This inspirational drama follows real-life teenager Simon Jackson (Mark Rendall), a quiet and awkward student who, after a remarkable encounter in the woods, almost single-handedly embarks on a successful crusade to protect the endangered Kermode Bear … see full wiki

Cast: Katie Stuart
Release Date: 2005
MPAA Rating: Unrated
1 review about Spirit Bear - The Simon Jackson Story

Spirit Bear: The Simon Jackson Story - 2005

  • Jan 18, 2010
Pros: good family movie with powerful message

Cons: none for me

The Bottom Line:
"Today, we must illustrate that the greatest sin is not trying ... "
~Simon Jackson

I recently had the pleasure of watching Spirit Bear: The Simon Jackson Story, which is based on the events in Jackson’s life when he was age 13-17. It was directed by Stefan Scaini, written by Kent Staines. It was nominated for 3 awards, winning one and shows no obvious rating on IMDB but it certainly is a movie that could be viewed by any age.

The principles in the movie are Simon Jackson played by Mark Rendall; Lloyd Blackburn played by Graham Greene; Marcus Perdue played by Katie Stuart; and Frank Perdue played by Ed Begley, Jr. I did have to laugh at the irony of Ed Begley playing the part of the evil destroyer of forest land when he is so obviously a tree hugger in real life.

Simon and the Spirit Bear:
Simon is such a cliched nerd it is almost embarrassing. At age 13, while hiking in the forest taking photographs, he takes a tumble down a ravine. As he attempts to climb out, a large black [maybe brown] bear shows up. At the point that it looks like Simon’s part in the movie is going to be short lived, a large white bear appears out of the forest and confronts the black/brown bear.

DATA RECORDS:
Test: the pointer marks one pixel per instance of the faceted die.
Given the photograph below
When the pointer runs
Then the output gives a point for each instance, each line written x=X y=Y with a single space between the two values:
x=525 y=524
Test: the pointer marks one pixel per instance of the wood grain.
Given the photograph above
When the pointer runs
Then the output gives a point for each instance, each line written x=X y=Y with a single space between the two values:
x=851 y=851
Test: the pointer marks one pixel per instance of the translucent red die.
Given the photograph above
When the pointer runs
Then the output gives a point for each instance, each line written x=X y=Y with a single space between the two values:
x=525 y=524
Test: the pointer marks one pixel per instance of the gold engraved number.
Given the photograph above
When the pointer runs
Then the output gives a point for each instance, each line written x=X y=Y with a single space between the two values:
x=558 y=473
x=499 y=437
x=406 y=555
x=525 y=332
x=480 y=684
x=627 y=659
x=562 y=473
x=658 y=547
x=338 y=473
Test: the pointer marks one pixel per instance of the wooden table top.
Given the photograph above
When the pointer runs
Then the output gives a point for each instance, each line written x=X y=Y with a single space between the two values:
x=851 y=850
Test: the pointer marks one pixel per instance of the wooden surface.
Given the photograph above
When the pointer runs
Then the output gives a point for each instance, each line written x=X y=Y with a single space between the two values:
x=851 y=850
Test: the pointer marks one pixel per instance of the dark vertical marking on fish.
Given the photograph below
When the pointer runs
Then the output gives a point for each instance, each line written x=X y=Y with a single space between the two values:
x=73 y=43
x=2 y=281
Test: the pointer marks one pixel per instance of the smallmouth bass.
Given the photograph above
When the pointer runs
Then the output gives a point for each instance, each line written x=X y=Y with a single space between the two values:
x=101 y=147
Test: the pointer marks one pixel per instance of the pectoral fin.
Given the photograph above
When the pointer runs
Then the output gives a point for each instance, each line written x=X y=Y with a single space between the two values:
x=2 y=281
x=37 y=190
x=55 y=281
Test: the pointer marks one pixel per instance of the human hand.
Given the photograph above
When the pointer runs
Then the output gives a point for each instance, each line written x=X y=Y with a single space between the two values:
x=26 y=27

WHAT IS EXPECTED:
Answer these from the review:
(a) Who directed the film?
(b) Which actor plays Lloyd Blackburn?
(c) What release date is listed?
The rows are separate material and have no connection to the review.

FULL SOLUTION:
(a) Stefan Scaini
(b) Graham Greene
(c) 2005